→ WORK REQUEST
Copy the discussion of heart remedies word for word, from "Dr. Alva Benjamin" up to and including "very severe. ..".
***** PASSAGE *****
Dr. G. R. Mitchell said that a clinical paper was most useful. He wanted to criticize something Dr.
Paterson said when he took the Aconite example as not prescribing on the totality. He would have thought it was an example
of prescribing on that procedure because in the first case, on all the manifestations, Aconite was the drug, and it worked
and on the second occasion there was a different totality, and the Aconite did not work. That was the way he would have regarded
Dr. Hardy added her grateful thanks to Dr. Borland for his paper. With regard to medicines for heart
complaints she agreed with Dr. Paterson that Digitalis 200, one dose, was very effective in the semi-chronic or chronic case
of the right sided congestion, blue face and blue nails, but not in the acute patient. She also used mother tincture Crataegus
for heart patients because it was specific for the cardiac muscle. Another drug which was used in Russia was Adonis
mother tincture, five drops to a dose. ..the wonderful collection of details on which indications had been given and
which were of the greatest possible value. The paper would require a great deal of study, so that these indications could
be taken for future use.
He was rather in favour of trying to keep the remedies which were very definitely specific for
particular conditions because in cases where there was an emergency there was no time to seek for all the exact indications
which might help, but he was rather surprised that Dr. Borland did not make more use of the Snake Poisons in heart cases because
he must admit he would not be without Lachesis. If there was any suggestion of heart failure he would give Lachesis and would
be surprised if it did not answer. There was one rather interesting point from the homeopathic point of view with regard
to Snake Poisons and that was to think of the first thing which an individual felt when he was bitten by a snake, which was
death, and when death threatened the patient ,the prescriber should think of the Snake Poisons. He mentioned this in a paper
he read on Snake Poisons in Berlin just before the war and it attracted the attention of reporters who were present.
In the Berliner Tageblatte there appeared in headlines, "When death threatens, think of the Snake Poisons."..
Dr. Alva Benjamin said that with regard to the collapse cases one would have thought that Dr. Borland
would have mentioned Veratrum Album for cases of great coldness and excessive sweating. With regard to heart cases he had
had a lot of help from Chamomilla, particularly when the pain was very severe. ..
***** DATASET ENTRIES *****
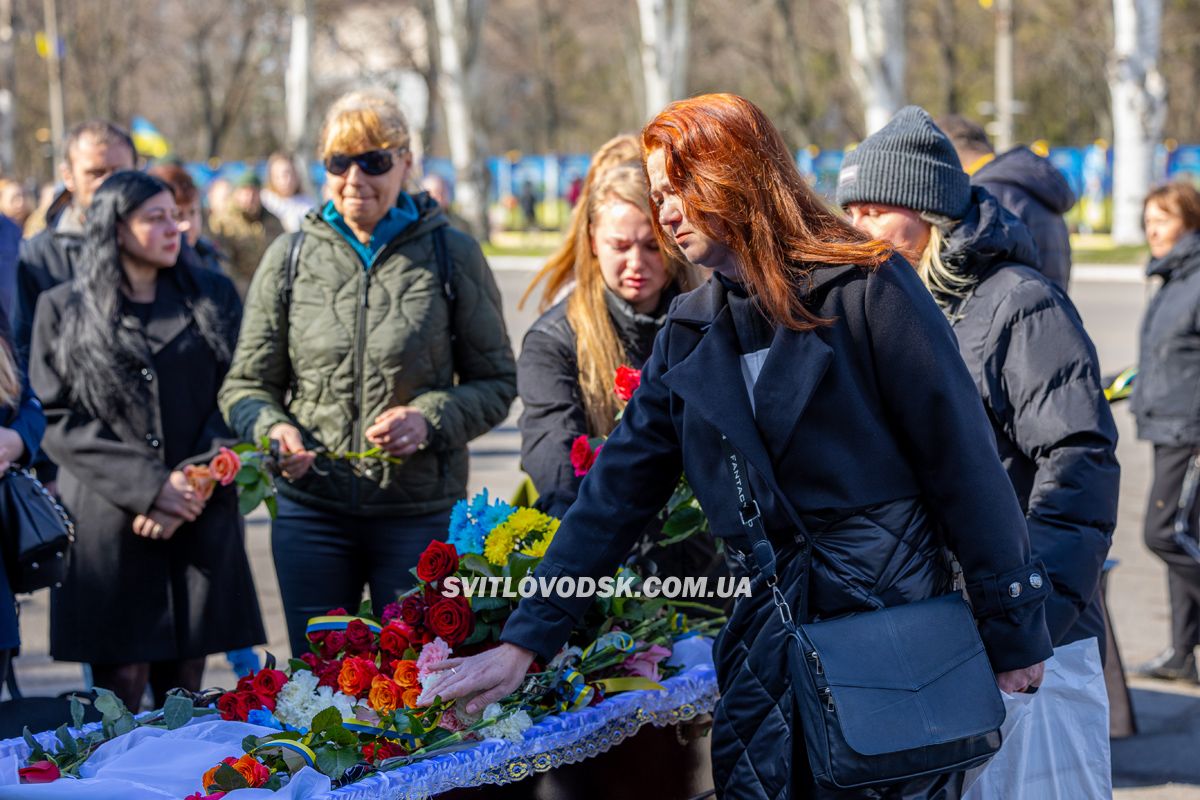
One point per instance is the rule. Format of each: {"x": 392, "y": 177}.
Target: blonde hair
{"x": 598, "y": 348}
{"x": 937, "y": 276}
{"x": 10, "y": 379}
{"x": 366, "y": 119}
{"x": 559, "y": 269}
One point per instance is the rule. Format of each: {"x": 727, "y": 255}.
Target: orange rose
{"x": 225, "y": 467}
{"x": 407, "y": 674}
{"x": 385, "y": 695}
{"x": 201, "y": 479}
{"x": 355, "y": 677}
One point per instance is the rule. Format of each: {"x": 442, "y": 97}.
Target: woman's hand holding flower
{"x": 401, "y": 431}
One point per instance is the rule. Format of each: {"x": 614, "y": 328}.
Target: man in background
{"x": 1025, "y": 184}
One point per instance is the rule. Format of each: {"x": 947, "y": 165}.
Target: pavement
{"x": 1162, "y": 762}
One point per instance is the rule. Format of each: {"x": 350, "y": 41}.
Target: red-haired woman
{"x": 838, "y": 379}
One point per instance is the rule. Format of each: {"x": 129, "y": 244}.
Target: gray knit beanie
{"x": 910, "y": 163}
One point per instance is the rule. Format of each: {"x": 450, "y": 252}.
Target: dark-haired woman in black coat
{"x": 127, "y": 360}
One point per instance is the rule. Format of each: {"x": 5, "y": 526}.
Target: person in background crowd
{"x": 826, "y": 362}
{"x": 1167, "y": 407}
{"x": 282, "y": 196}
{"x": 127, "y": 360}
{"x": 191, "y": 212}
{"x": 1025, "y": 184}
{"x": 439, "y": 190}
{"x": 15, "y": 202}
{"x": 22, "y": 425}
{"x": 93, "y": 151}
{"x": 366, "y": 349}
{"x": 558, "y": 275}
{"x": 1023, "y": 342}
{"x": 244, "y": 229}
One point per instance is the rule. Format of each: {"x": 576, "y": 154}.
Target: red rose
{"x": 582, "y": 456}
{"x": 412, "y": 611}
{"x": 394, "y": 641}
{"x": 451, "y": 619}
{"x": 359, "y": 637}
{"x": 355, "y": 677}
{"x": 627, "y": 382}
{"x": 269, "y": 681}
{"x": 333, "y": 644}
{"x": 39, "y": 773}
{"x": 390, "y": 612}
{"x": 437, "y": 561}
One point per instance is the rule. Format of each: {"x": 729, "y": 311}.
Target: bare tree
{"x": 1139, "y": 107}
{"x": 877, "y": 58}
{"x": 665, "y": 32}
{"x": 459, "y": 24}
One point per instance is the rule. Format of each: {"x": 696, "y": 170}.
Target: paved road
{"x": 1161, "y": 763}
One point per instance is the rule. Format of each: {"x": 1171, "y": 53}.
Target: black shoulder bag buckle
{"x": 37, "y": 533}
{"x": 883, "y": 696}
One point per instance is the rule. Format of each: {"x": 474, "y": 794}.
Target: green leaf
{"x": 177, "y": 711}
{"x": 227, "y": 779}
{"x": 69, "y": 744}
{"x": 328, "y": 719}
{"x": 76, "y": 713}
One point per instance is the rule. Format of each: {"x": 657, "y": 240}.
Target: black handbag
{"x": 883, "y": 696}
{"x": 37, "y": 533}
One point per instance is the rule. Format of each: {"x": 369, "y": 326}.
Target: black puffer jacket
{"x": 1033, "y": 188}
{"x": 869, "y": 427}
{"x": 1038, "y": 374}
{"x": 1167, "y": 392}
{"x": 549, "y": 385}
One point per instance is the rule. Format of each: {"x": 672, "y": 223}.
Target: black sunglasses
{"x": 373, "y": 162}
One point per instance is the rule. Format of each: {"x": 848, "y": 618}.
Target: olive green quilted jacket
{"x": 358, "y": 341}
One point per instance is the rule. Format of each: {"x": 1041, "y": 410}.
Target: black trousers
{"x": 1182, "y": 571}
{"x": 324, "y": 559}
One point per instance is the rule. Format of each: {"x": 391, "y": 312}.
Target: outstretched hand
{"x": 484, "y": 678}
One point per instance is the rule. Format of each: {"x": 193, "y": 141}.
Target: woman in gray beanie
{"x": 1021, "y": 340}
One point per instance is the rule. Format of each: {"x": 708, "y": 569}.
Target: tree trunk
{"x": 459, "y": 23}
{"x": 877, "y": 58}
{"x": 665, "y": 38}
{"x": 1139, "y": 107}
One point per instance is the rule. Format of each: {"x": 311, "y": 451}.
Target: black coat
{"x": 129, "y": 599}
{"x": 1165, "y": 400}
{"x": 549, "y": 385}
{"x": 870, "y": 427}
{"x": 1039, "y": 378}
{"x": 1033, "y": 188}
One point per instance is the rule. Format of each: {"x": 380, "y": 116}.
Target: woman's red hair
{"x": 739, "y": 186}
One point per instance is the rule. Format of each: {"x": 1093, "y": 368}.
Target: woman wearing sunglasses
{"x": 365, "y": 347}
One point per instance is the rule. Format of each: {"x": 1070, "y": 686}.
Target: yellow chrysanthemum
{"x": 499, "y": 543}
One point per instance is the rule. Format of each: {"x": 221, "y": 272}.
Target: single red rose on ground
{"x": 438, "y": 561}
{"x": 582, "y": 456}
{"x": 393, "y": 639}
{"x": 451, "y": 619}
{"x": 333, "y": 644}
{"x": 627, "y": 382}
{"x": 359, "y": 637}
{"x": 225, "y": 467}
{"x": 355, "y": 675}
{"x": 269, "y": 681}
{"x": 412, "y": 611}
{"x": 40, "y": 773}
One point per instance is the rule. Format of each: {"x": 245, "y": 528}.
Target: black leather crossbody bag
{"x": 37, "y": 533}
{"x": 883, "y": 696}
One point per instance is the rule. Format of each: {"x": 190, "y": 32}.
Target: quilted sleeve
{"x": 483, "y": 355}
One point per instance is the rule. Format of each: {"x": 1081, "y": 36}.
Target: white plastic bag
{"x": 1056, "y": 740}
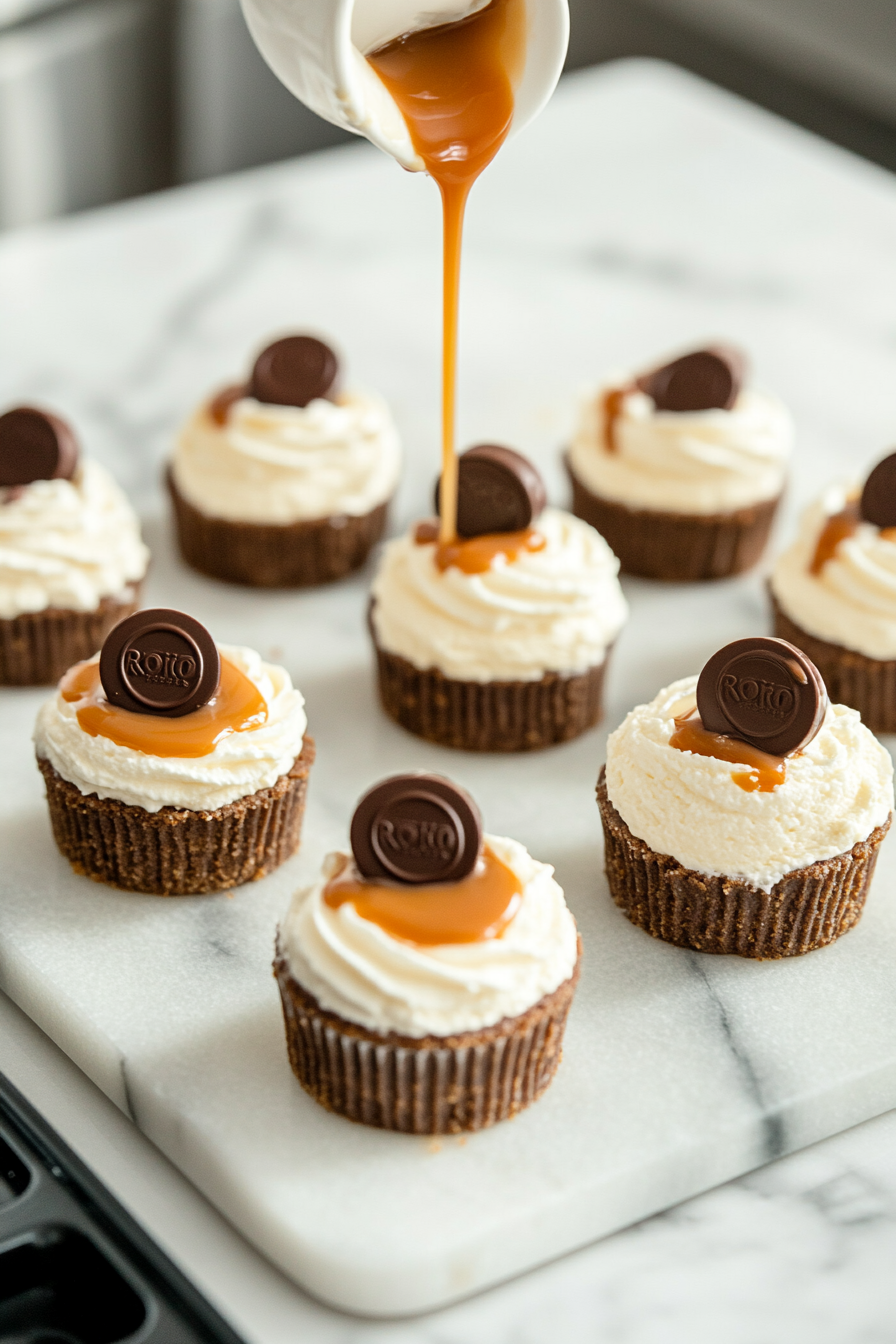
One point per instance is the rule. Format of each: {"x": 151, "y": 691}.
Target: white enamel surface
*****
→ ANSWER TO THIS TASK
Dr. Alva Benjamin said that with regard to the collapse cases one would have thought that Dr. Borland
would have mentioned Veratrum Album for cases of great coldness and excessive sweating. With regard to heart cases he had
had a lot of help from Chamomilla, particularly when the pain was very severe. ..